» ASSIGNED TASK:
Will you give every entry again exactly as it stands?

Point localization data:
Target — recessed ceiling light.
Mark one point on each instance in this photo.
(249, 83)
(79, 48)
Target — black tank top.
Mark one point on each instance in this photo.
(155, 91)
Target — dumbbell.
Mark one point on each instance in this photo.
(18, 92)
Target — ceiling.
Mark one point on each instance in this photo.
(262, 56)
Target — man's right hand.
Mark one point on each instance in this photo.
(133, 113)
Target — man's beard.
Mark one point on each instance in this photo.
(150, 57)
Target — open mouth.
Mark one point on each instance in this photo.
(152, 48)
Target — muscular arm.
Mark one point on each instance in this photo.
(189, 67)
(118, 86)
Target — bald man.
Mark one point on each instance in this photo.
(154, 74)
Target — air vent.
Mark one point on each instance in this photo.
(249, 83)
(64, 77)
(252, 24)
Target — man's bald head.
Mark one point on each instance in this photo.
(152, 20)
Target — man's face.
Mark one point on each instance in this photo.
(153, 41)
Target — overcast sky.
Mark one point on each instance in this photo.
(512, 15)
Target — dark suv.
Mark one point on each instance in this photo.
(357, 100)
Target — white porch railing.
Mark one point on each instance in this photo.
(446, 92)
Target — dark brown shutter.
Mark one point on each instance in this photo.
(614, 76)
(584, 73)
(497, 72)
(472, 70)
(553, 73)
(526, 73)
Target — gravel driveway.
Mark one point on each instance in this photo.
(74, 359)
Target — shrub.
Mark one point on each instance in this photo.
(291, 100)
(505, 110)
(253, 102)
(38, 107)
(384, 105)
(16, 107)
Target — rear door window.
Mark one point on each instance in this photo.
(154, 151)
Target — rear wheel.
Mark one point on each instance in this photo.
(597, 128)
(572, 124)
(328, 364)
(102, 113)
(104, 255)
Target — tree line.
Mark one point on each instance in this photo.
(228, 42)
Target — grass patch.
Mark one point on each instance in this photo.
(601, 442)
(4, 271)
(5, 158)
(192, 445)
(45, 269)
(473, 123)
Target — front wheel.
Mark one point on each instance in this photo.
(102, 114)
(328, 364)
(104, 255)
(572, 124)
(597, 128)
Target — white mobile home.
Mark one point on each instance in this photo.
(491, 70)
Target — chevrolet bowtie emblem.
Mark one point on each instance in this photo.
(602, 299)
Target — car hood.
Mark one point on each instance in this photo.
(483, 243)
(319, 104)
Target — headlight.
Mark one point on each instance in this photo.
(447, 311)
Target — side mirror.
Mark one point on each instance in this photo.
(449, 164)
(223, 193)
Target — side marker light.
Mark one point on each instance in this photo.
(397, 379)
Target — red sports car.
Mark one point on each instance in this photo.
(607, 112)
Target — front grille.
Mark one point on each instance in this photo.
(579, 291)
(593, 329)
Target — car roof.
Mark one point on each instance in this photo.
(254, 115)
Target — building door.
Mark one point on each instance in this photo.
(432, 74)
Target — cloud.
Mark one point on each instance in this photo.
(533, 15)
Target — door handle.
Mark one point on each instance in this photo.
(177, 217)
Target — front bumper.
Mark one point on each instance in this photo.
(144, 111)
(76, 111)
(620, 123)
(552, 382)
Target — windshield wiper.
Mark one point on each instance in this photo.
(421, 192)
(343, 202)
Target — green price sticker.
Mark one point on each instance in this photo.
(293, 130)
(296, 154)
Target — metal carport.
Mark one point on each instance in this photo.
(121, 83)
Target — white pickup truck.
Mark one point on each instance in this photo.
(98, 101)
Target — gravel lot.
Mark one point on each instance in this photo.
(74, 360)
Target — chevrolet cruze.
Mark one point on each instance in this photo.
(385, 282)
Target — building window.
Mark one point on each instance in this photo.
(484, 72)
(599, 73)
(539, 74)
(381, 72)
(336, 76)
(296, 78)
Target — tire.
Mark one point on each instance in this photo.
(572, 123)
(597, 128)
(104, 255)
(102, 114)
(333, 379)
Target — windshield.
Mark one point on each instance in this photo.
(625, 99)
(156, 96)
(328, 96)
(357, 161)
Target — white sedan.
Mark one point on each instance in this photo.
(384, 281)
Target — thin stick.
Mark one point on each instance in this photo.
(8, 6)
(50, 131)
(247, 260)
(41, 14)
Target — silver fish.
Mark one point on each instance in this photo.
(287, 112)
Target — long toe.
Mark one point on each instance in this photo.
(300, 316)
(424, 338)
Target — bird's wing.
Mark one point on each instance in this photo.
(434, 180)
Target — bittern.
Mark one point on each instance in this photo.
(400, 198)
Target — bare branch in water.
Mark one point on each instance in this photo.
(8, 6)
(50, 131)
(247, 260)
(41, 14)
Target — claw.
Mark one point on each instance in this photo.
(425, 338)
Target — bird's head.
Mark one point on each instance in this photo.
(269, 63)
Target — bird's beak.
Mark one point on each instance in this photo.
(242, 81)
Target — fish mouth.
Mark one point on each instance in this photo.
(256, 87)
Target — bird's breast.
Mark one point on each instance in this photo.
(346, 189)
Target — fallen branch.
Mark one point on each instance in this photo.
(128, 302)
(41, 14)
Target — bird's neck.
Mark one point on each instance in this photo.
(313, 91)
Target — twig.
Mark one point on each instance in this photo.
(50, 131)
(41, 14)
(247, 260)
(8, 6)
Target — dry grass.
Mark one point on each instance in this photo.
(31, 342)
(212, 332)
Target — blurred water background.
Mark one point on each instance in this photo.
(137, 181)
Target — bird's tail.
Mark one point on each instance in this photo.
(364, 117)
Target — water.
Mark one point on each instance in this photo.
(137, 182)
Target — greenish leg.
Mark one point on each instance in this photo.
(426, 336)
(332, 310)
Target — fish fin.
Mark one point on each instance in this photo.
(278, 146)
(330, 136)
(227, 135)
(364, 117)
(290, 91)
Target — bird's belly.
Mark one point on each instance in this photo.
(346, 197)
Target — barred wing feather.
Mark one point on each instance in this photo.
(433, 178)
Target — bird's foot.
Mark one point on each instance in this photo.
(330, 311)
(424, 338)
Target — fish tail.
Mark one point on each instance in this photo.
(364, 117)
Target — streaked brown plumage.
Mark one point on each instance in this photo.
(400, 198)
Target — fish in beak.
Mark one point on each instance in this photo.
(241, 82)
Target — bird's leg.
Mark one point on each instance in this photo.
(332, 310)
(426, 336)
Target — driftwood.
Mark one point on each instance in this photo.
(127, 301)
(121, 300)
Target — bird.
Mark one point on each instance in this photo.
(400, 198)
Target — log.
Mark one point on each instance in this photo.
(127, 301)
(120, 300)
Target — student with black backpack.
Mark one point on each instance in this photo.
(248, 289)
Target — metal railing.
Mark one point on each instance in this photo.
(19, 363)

» RESPONSE TO THIS TASK:
Target — recessed ceiling light.
Mark one point on each instance in this photo.
(249, 83)
(79, 48)
Target — black tank top.
Mark one point on each instance in this photo.
(155, 91)
Target — dumbbell.
Mark one point on each instance in this photo.
(18, 92)
Target — ceiling.
Mark one point on each instance in this photo.
(262, 56)
Target — man's right hand.
Mark one point on each instance in this photo.
(133, 113)
Target — man's beard.
Mark one point on each instance in this photo.
(150, 57)
Target — open mouth.
Mark one point on each instance in this photo.
(152, 48)
Target — muscular arm.
Mark one point on each instance in this photo.
(189, 67)
(118, 86)
Target — bald man.
Mark one point on each instance in this photo.
(154, 74)
Target — air vent.
Mark one point on each instance in this photo.
(249, 83)
(64, 77)
(252, 24)
Target — man's bald head.
Mark one point on each instance in this photo.
(152, 20)
Target — man's face.
Mark one point on each instance in this photo.
(153, 41)
Target — overcast sky.
Mark one point on each instance in this photo.
(512, 15)
Target — dark suv.
Mark one point on each instance in this photo.
(357, 100)
Target — white porch railing.
Mark one point on each instance in this photo.
(446, 92)
Target — dark brown shutter.
Mark one point on each instance in this photo.
(614, 76)
(584, 73)
(497, 72)
(472, 70)
(553, 73)
(526, 73)
Target — gravel driveway.
Mark one point on each instance in this photo.
(74, 359)
Target — shrub.
Mark one point on each instance in this photo.
(291, 100)
(505, 110)
(253, 102)
(38, 107)
(384, 105)
(16, 107)
Target — rear door window.
Mark one point on each instance in this photo.
(154, 151)
Target — rear wheel.
Mark one point on each instance in this photo.
(597, 128)
(572, 124)
(328, 364)
(102, 113)
(104, 255)
Target — tree line.
Mark one point on each instance in this photo.
(228, 42)
Target — grass patch.
Mark one point on each instance in this photo.
(601, 442)
(4, 271)
(5, 158)
(192, 445)
(45, 269)
(473, 123)
Target — front wheel.
Mark one point on each instance in this photo.
(102, 114)
(328, 364)
(104, 255)
(572, 124)
(597, 128)
Target — white mobile home.
Mark one point on each instance in this photo.
(491, 70)
Target — chevrolet bowtie emblem.
Mark one point on each instance in this photo.
(602, 299)
Target — car hood.
Mark one point on each instance in this photo.
(483, 243)
(319, 104)
Target — headlight.
Mark one point on each instance in this photo.
(447, 311)
Target — side mirror.
Mark one point on each instance in this photo.
(449, 164)
(223, 193)
Target — side marker light.
Mark one point on each instance in this photo.
(397, 379)
Target — red sports car.
Mark one point on each instance in this photo.
(607, 112)
Target — front grille.
Mark one point on each instance in this photo.
(579, 291)
(593, 329)
Target — car roof.
Mark one point on each instance in this photo.
(254, 115)
Target — building door.
Mark one point on each instance in this photo.
(432, 74)
Target — cloud.
Mark one point on each instance in this photo.
(533, 15)
Target — door handle.
Mark one point on each instance in this photo.
(177, 217)
Target — front bumper.
Mark one point on each instance in this photo.
(144, 111)
(76, 111)
(620, 123)
(552, 382)
Target — windshield wiper.
Mark one point on each instance in this photo.
(421, 192)
(343, 202)
Target — green price sticker.
Mark one point on each instance in this photo.
(293, 130)
(296, 154)
Target — metal carport.
Mark one point on each instance in this photo.
(121, 83)
Target — white pickup truck.
Mark one point on each instance in this photo.
(98, 101)
Target — gravel lot.
Mark one point on each instance in this photo.
(74, 360)
Target — chevrolet cruze.
Mark one point on each instance in this photo.
(385, 282)
Target — building window.
Mark one point on each instance in this photo.
(484, 72)
(599, 73)
(539, 74)
(381, 72)
(336, 76)
(296, 78)
Target — tire.
Mark one point on each instance in this photo.
(572, 123)
(597, 128)
(104, 255)
(102, 114)
(333, 379)
Target — windshield.
Mark one point on each instance in this photo.
(625, 99)
(156, 96)
(328, 96)
(357, 161)
Target — white sedan.
Mark one point on each instance in this photo.
(384, 281)
Target — thin stick.
Mark one point on each instance in this photo.
(8, 6)
(50, 131)
(247, 260)
(41, 14)
Target — silver fish.
Mark one point on each instance in this photo.
(287, 112)
Target — long toe.
Mark one point on each instance in this photo.
(300, 316)
(424, 338)
Target — bird's wing.
Mark one point on each instance in this photo.
(434, 180)
Target — bittern.
Mark one point on each instance in this photo.
(400, 198)
Target — bare branch in water.
Mark one point on each instance in this photo.
(8, 6)
(50, 131)
(247, 260)
(41, 14)
Target — claw.
Mark one point on each instance in this photo.
(425, 338)
Target — bird's head.
Mark one point on each instance in this photo.
(269, 63)
Target — bird's beak.
Mark one point on each instance in this photo.
(242, 81)
Target — fish mouth.
Mark one point on each instance in this photo.
(256, 87)
Target — bird's breast.
Mark one point on each instance in this photo.
(346, 189)
Target — fallen branch.
Mark one point on each instance in this photo.
(128, 302)
(41, 14)
Target — bird's neck.
Mark one point on each instance in this photo.
(313, 91)
Target — twig.
Mark one point on each instance in this photo.
(50, 131)
(41, 14)
(247, 260)
(8, 6)
Target — dry grass.
Mark one point on each instance in this photo.
(31, 342)
(212, 332)
Target — blurred water background.
Mark one point on each instance in this photo.
(137, 181)
Target — bird's tail.
Mark one point on each instance in this photo.
(364, 117)
Target — water.
Mark one point on each instance in this photo.
(137, 182)
Target — greenish leg.
Mark one point on each instance in this photo.
(426, 336)
(332, 310)
Target — fish fin.
Mark one point on each instance in this photo.
(278, 146)
(330, 136)
(227, 135)
(364, 117)
(290, 91)
Target — bird's belly.
Mark one point on each instance in this photo.
(346, 197)
Target — barred wing feather.
Mark one point on each instance in this photo.
(433, 178)
Target — bird's foot.
Mark one point on each instance in this photo.
(330, 311)
(424, 338)
Target — fish tail.
Mark one point on each instance in this photo.
(364, 117)
Target — streaked brown plumage.
Mark one point on each instance in this photo.
(400, 198)
Target — fish in beak.
Mark one point on each instance in this photo.
(241, 82)
Target — bird's leg.
Mark one point on each instance in this photo.
(332, 310)
(426, 336)
Target — driftwood.
Mark one point on each instance in this photo.
(127, 301)
(121, 300)
Target — bird.
Mark one point on each instance in this photo.
(400, 198)
Target — log.
Mark one point on each instance in this photo.
(127, 301)
(120, 300)
Target — student with black backpack.
Mark one point on each instance in this photo.
(248, 289)
Target — metal railing.
Mark one point on each instance in this photo.
(19, 363)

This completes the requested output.